:: Excerpted data

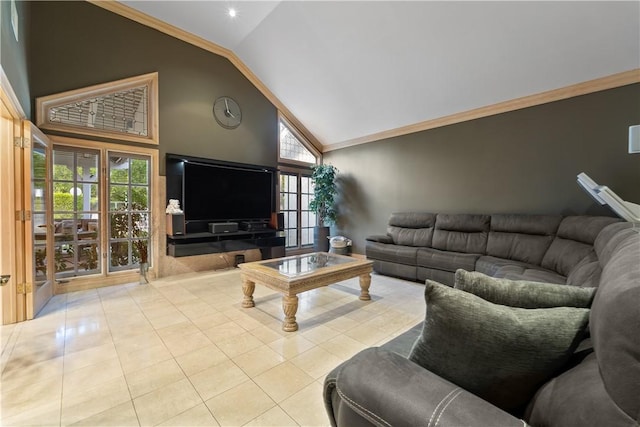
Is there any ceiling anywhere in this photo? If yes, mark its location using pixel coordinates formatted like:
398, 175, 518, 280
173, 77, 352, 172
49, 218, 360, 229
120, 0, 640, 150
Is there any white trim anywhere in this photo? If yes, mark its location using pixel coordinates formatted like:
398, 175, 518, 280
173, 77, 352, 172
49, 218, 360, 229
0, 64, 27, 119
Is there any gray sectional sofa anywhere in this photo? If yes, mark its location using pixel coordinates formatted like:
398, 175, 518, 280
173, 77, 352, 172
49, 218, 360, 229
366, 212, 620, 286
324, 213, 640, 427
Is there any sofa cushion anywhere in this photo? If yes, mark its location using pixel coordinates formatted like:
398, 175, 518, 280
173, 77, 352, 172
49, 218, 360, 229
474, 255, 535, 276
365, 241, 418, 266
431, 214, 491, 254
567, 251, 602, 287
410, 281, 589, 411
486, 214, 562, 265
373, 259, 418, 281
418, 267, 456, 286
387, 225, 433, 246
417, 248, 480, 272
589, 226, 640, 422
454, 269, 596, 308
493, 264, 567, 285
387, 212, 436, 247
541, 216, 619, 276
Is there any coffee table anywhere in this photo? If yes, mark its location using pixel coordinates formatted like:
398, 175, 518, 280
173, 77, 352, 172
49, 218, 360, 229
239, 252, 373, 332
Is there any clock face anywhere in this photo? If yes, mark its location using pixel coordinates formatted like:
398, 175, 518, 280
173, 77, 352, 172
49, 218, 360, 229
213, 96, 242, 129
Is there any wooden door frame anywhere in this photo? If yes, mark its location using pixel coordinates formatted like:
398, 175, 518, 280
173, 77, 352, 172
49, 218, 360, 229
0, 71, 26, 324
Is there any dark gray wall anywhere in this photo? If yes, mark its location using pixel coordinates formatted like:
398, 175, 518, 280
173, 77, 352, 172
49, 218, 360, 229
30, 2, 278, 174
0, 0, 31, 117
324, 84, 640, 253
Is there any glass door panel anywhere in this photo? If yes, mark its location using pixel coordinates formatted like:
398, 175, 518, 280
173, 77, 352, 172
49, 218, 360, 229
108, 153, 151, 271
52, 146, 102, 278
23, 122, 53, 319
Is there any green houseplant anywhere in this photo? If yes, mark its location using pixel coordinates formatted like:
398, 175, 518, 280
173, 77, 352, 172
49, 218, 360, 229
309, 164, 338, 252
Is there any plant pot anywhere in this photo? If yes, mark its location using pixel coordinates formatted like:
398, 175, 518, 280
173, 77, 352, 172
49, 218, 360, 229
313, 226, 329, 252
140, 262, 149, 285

::::
:: Excerpted data

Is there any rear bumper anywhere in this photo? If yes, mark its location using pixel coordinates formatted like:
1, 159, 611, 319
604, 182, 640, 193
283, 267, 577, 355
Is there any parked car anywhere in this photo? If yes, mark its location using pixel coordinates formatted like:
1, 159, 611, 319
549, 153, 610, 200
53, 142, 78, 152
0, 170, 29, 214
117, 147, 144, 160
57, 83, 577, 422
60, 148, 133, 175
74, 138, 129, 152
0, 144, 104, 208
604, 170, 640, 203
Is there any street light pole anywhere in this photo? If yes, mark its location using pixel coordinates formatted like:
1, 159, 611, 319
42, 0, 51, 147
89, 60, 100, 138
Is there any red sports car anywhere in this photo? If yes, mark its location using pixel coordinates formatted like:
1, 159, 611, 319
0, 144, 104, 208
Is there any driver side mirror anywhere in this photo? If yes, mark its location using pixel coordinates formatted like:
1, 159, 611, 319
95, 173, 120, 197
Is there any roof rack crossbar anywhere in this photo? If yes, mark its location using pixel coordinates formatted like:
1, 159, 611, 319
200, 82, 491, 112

::::
:: Excerpted data

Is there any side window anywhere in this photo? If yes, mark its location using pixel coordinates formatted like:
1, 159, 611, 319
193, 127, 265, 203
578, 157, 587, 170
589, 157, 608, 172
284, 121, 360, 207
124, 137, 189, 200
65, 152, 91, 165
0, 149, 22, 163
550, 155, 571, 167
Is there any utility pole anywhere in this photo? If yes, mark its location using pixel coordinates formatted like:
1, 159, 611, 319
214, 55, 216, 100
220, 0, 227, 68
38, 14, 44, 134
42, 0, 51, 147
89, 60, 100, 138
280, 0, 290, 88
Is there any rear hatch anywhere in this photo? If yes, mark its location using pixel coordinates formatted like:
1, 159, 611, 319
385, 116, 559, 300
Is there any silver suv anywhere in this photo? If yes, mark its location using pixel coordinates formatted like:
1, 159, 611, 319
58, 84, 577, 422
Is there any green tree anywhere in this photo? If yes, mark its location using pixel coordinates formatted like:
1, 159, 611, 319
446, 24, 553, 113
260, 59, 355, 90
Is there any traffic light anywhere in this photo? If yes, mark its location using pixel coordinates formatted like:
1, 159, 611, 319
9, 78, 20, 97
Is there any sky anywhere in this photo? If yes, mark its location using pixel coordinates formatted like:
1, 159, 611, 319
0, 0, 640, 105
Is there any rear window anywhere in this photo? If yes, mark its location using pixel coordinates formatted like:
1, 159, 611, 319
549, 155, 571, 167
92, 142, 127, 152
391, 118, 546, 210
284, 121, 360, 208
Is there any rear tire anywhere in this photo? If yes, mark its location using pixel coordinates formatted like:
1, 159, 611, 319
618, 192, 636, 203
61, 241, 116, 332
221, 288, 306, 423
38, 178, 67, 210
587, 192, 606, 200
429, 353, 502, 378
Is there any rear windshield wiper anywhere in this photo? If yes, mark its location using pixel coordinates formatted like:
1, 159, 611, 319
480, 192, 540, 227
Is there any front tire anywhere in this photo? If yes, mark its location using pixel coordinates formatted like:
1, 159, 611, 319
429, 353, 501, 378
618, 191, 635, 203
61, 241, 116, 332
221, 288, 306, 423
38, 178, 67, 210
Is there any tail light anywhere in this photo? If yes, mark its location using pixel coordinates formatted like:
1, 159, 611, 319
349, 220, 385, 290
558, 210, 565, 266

::::

Turn the stretch of lines above, from the line containing "Is there any ceiling" through the line containing "0, 64, 27, 119", into a numbered list, leaving out any blank lines.

1. Is there any ceiling anywhere in this photo? If yes, mark its location using pixel coordinates formatted like:
2. 398, 175, 518, 280
3. 173, 77, 352, 172
4. 49, 218, 360, 229
5. 120, 0, 640, 150
6. Is there any white trim anywhere in this photo? If yes, mark its location using pixel coordinates formatted like:
7. 398, 175, 518, 280
8. 173, 77, 352, 172
9. 49, 218, 360, 229
10. 0, 64, 27, 119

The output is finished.